Rows from a data source:
· · · · · · ·
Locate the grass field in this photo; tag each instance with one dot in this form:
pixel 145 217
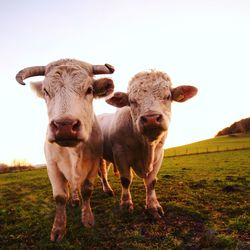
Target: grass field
pixel 217 144
pixel 206 198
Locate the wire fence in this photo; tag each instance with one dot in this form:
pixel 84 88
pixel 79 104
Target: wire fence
pixel 204 150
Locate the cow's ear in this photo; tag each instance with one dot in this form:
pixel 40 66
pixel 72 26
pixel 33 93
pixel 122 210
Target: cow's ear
pixel 118 99
pixel 37 87
pixel 103 87
pixel 183 93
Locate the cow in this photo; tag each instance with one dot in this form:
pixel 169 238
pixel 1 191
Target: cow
pixel 73 144
pixel 134 135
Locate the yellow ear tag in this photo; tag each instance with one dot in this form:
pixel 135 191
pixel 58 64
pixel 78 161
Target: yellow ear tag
pixel 180 97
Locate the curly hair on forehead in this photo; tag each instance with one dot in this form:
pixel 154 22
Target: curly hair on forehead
pixel 144 79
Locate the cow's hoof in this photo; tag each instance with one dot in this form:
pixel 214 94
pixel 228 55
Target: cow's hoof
pixel 127 206
pixel 155 213
pixel 75 203
pixel 109 192
pixel 57 233
pixel 88 219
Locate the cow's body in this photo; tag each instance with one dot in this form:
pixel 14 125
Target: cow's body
pixel 73 145
pixel 134 136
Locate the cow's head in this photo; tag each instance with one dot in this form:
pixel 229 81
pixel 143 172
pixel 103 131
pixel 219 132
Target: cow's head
pixel 149 96
pixel 68 89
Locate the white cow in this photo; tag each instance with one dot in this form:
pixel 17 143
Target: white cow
pixel 73 145
pixel 134 136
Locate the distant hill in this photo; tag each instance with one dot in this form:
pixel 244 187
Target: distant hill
pixel 242 127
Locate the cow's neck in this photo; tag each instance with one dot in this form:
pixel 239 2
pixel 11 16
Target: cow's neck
pixel 148 153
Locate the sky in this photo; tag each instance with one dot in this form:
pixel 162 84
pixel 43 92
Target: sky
pixel 205 43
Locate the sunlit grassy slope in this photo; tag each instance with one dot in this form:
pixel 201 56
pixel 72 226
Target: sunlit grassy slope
pixel 206 199
pixel 221 143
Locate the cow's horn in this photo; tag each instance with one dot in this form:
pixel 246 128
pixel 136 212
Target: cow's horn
pixel 103 69
pixel 28 72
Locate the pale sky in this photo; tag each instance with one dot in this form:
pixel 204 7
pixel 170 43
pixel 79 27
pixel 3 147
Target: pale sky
pixel 203 43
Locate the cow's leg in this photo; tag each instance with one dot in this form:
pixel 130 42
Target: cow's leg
pixel 60 194
pixel 86 192
pixel 103 171
pixel 126 198
pixel 152 205
pixel 75 200
pixel 120 161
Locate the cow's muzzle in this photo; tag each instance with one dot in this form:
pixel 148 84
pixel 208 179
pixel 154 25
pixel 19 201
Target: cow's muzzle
pixel 65 132
pixel 152 125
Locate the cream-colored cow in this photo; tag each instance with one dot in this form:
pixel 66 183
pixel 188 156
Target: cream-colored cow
pixel 134 136
pixel 73 145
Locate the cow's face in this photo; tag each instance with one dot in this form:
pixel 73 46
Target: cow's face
pixel 69 91
pixel 149 96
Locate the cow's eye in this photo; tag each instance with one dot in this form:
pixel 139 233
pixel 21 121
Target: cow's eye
pixel 89 91
pixel 46 92
pixel 167 97
pixel 133 103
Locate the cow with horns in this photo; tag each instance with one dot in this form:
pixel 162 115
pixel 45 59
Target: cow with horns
pixel 73 144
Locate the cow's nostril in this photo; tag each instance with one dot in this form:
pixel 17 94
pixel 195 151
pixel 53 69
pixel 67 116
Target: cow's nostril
pixel 144 119
pixel 54 126
pixel 76 125
pixel 159 118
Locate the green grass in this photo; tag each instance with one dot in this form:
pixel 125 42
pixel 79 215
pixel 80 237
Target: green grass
pixel 206 199
pixel 221 143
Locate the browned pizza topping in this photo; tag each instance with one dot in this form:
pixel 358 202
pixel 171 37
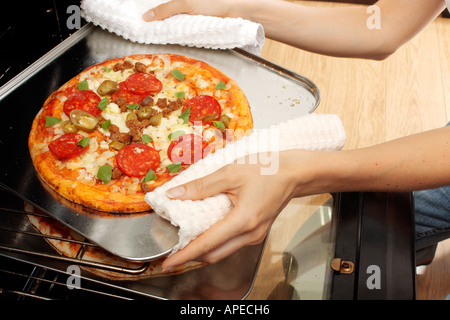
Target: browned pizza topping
pixel 147 101
pixel 121 102
pixel 140 67
pixel 117 173
pixel 123 66
pixel 136 127
pixel 145 187
pixel 161 103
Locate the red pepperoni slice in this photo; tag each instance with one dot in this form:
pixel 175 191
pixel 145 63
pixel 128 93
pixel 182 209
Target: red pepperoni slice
pixel 202 106
pixel 85 100
pixel 131 97
pixel 142 83
pixel 67 146
pixel 187 149
pixel 136 159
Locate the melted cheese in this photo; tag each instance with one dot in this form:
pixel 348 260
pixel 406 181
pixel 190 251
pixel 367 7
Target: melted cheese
pixel 194 84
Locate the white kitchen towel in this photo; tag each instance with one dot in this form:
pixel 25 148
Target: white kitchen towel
pixel 310 132
pixel 124 18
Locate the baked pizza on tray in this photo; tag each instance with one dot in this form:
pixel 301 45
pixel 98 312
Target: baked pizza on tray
pixel 127 125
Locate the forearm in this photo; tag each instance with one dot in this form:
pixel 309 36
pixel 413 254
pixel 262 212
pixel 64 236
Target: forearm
pixel 415 162
pixel 340 31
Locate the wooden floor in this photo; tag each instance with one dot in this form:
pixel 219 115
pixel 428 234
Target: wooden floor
pixel 382 100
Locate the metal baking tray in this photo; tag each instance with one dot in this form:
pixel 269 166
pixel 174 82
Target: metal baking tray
pixel 275 95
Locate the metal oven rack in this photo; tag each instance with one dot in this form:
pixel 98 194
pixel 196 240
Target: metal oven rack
pixel 31 269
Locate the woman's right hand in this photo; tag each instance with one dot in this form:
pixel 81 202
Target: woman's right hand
pixel 218 8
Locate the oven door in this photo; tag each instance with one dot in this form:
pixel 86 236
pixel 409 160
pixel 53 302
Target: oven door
pixel 375 247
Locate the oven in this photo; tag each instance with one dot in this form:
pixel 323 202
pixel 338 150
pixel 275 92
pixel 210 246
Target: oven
pixel 348 245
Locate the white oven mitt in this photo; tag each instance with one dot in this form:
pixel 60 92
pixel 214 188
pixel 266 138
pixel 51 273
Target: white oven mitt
pixel 124 18
pixel 310 132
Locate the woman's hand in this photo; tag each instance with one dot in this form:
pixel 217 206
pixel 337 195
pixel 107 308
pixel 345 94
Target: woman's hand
pixel 218 8
pixel 257 200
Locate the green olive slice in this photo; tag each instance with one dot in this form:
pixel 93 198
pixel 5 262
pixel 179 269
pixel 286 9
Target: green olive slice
pixel 225 120
pixel 209 117
pixel 156 119
pixel 108 87
pixel 145 113
pixel 68 127
pixel 116 145
pixel 131 116
pixel 83 120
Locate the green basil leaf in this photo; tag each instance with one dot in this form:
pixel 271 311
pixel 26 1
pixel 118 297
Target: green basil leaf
pixel 219 124
pixel 105 173
pixel 83 142
pixel 103 104
pixel 180 95
pixel 185 115
pixel 174 167
pixel 221 85
pixel 105 124
pixel 49 121
pixel 146 138
pixel 151 175
pixel 133 106
pixel 83 85
pixel 176 134
pixel 178 75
· · · · · · ·
PROMPT: Copy every row above word for word, without the pictures.

IN RESPONSE:
Locate the grass field in this photo; tag each instance with one dot in this form:
pixel 145 217
Target: grass field
pixel 217 144
pixel 206 198
Locate the wire fence in this photo; tag each instance with one dot in this form:
pixel 84 88
pixel 79 104
Target: wire fence
pixel 204 150
Locate the cow's ear in this photo; tag each instance with one dot in this form:
pixel 40 66
pixel 72 26
pixel 33 93
pixel 122 210
Target: cow's ear
pixel 118 99
pixel 37 87
pixel 103 87
pixel 183 93
Locate the cow in this photo; tag each instance with one dot in this form:
pixel 169 238
pixel 1 191
Target: cow
pixel 73 144
pixel 134 135
Locate the yellow ear tag in this photo; tag each instance with one dot in this form:
pixel 135 191
pixel 58 64
pixel 78 161
Target: yellow ear tag
pixel 180 97
Locate the curly hair on forehead in this photo; tag each instance with one dot in this form:
pixel 154 22
Target: curly hair on forehead
pixel 144 79
Locate the cow's hoof in this photo; tag each instance with one dot in this form:
pixel 214 94
pixel 228 55
Target: cow's hoof
pixel 127 206
pixel 155 213
pixel 75 203
pixel 109 192
pixel 57 233
pixel 88 219
Locate the cow's body in this photo; tag each instance with one dot in this form:
pixel 14 125
Target: cow's body
pixel 73 145
pixel 134 136
Locate the cow's head in this photo; tag each instance with one dot in this form:
pixel 229 81
pixel 143 172
pixel 103 131
pixel 219 132
Target: cow's head
pixel 149 96
pixel 68 89
Locate the white cow in this photo; tag each instance with one dot in this form:
pixel 17 143
Target: white cow
pixel 73 145
pixel 134 136
Locate the distant hill in this photo; tag each instance with one dot in this form:
pixel 244 187
Target: distant hill
pixel 242 127
Locate the cow's neck in this photo; tag each instance with one dot in this form:
pixel 239 2
pixel 11 16
Target: cow's neck
pixel 148 153
Locate the sky in this photo; tag each instance with one dot in this form:
pixel 162 84
pixel 43 92
Target: sky
pixel 205 43
Locate the sunlit grassy slope in this photo; tag each instance with one dot in this form:
pixel 201 56
pixel 72 226
Target: sunlit grassy slope
pixel 206 199
pixel 221 143
Locate the cow's horn in this photo; tag each instance with one dot in this form:
pixel 246 128
pixel 136 212
Target: cow's horn
pixel 103 69
pixel 28 72
Locate the pale sky in this photo; tag each instance with one dot in this form:
pixel 204 7
pixel 170 43
pixel 79 27
pixel 3 147
Target: pale sky
pixel 203 43
Locate the cow's leg in this photo; tag each instance with one dot in this form:
pixel 130 42
Target: cow's leg
pixel 60 194
pixel 86 192
pixel 103 171
pixel 126 198
pixel 152 205
pixel 75 200
pixel 120 161
Locate the cow's muzzle in this photo; tag each instance with one dot in this form:
pixel 148 84
pixel 208 179
pixel 154 25
pixel 19 201
Target: cow's muzzle
pixel 65 132
pixel 152 125
Locate the cream-colored cow in this photo; tag each instance with one dot in this form:
pixel 66 183
pixel 188 156
Target: cream-colored cow
pixel 134 136
pixel 73 145
Locate the cow's face in this photo; tag each instance with one dot in this form:
pixel 73 46
Target: cow's face
pixel 69 91
pixel 149 96
Locate the cow's eye in this photo; tag each instance with one dot in this form:
pixel 139 233
pixel 21 121
Target: cow's eye
pixel 89 91
pixel 46 92
pixel 167 97
pixel 133 103
Locate the cow with horns in this photo; tag each instance with one dot in this form:
pixel 162 115
pixel 45 59
Target: cow with horns
pixel 73 144
Locate the cow's nostril in this photo; tag each instance with one dot in this form:
pixel 17 94
pixel 195 151
pixel 53 69
pixel 67 116
Target: cow's nostril
pixel 144 119
pixel 54 126
pixel 76 125
pixel 159 118
Locate the green grass in this photo; tag each instance with one dot in this form:
pixel 125 42
pixel 79 215
pixel 80 237
Target: green grass
pixel 206 199
pixel 221 143
Locate the browned pizza topping in this photo; tag each instance with one dot in this form:
pixel 358 202
pixel 171 37
Target: browned pizza topping
pixel 147 101
pixel 121 102
pixel 140 67
pixel 117 173
pixel 123 66
pixel 136 127
pixel 145 187
pixel 161 103
Locate the red pepperoni slice in this photo; tag each instance with one dot in this form:
pixel 175 191
pixel 145 63
pixel 128 93
pixel 182 209
Target: red pepperoni slice
pixel 202 106
pixel 85 100
pixel 131 97
pixel 142 83
pixel 67 146
pixel 187 149
pixel 136 159
Locate the melted cheese in this photo; tag each instance with one dot in this form:
pixel 348 260
pixel 406 181
pixel 190 251
pixel 367 7
Target: melted cheese
pixel 194 84
Locate the white kitchen towel in this photo; tag each instance with one dot in this form:
pixel 25 148
Target: white kitchen towel
pixel 310 132
pixel 124 18
Locate the baked pizza on tray in this photo; tag each instance with one dot in this form:
pixel 301 45
pixel 98 312
Target: baked pizza on tray
pixel 127 125
Locate the forearm in this photo; tag each instance with one dot in this form:
pixel 309 36
pixel 413 254
pixel 262 212
pixel 64 236
Target: forearm
pixel 415 162
pixel 340 31
Locate the wooden floor in this photo; tag each instance with one dot in this form:
pixel 219 115
pixel 428 234
Target: wooden floor
pixel 382 100
Locate the metal baking tray in this photo; tag each instance with one dot in this form:
pixel 269 166
pixel 174 82
Target: metal baking tray
pixel 275 95
Locate the metal oven rack in this photo; tag each instance with one dot in this form:
pixel 98 194
pixel 196 240
Target: metal oven rack
pixel 31 269
Locate the woman's right hand in this photo; tag each instance with one dot in this form:
pixel 81 202
Target: woman's right hand
pixel 218 8
Locate the oven door in this photo; tag each instance with one dot in this form:
pixel 86 236
pixel 409 160
pixel 53 302
Target: oven door
pixel 375 247
Locate the oven in this photo; tag each instance with one dot in this form:
pixel 323 202
pixel 338 150
pixel 275 92
pixel 210 246
Target: oven
pixel 348 245
Locate the white oven mitt in this photo; tag each instance with one dot in this form:
pixel 60 92
pixel 214 188
pixel 266 138
pixel 51 273
Target: white oven mitt
pixel 124 18
pixel 310 132
Locate the woman's hand in this photo; tag each instance with one dot in this form:
pixel 217 206
pixel 337 195
pixel 107 308
pixel 345 94
Target: woman's hand
pixel 218 8
pixel 257 200
Locate the green olive slice in this photo; tag each instance with one dot in this form:
pixel 93 198
pixel 5 262
pixel 179 269
pixel 286 9
Target: green olive slice
pixel 225 120
pixel 209 117
pixel 156 119
pixel 108 87
pixel 145 113
pixel 68 127
pixel 116 145
pixel 131 116
pixel 83 120
Locate the green basil leaf in this photo; tag each instance with one dot in this form:
pixel 271 311
pixel 26 1
pixel 118 297
Target: green basil leaf
pixel 219 124
pixel 105 173
pixel 83 142
pixel 103 104
pixel 180 95
pixel 185 115
pixel 174 167
pixel 221 85
pixel 105 124
pixel 49 121
pixel 146 138
pixel 151 175
pixel 133 106
pixel 83 85
pixel 176 134
pixel 178 75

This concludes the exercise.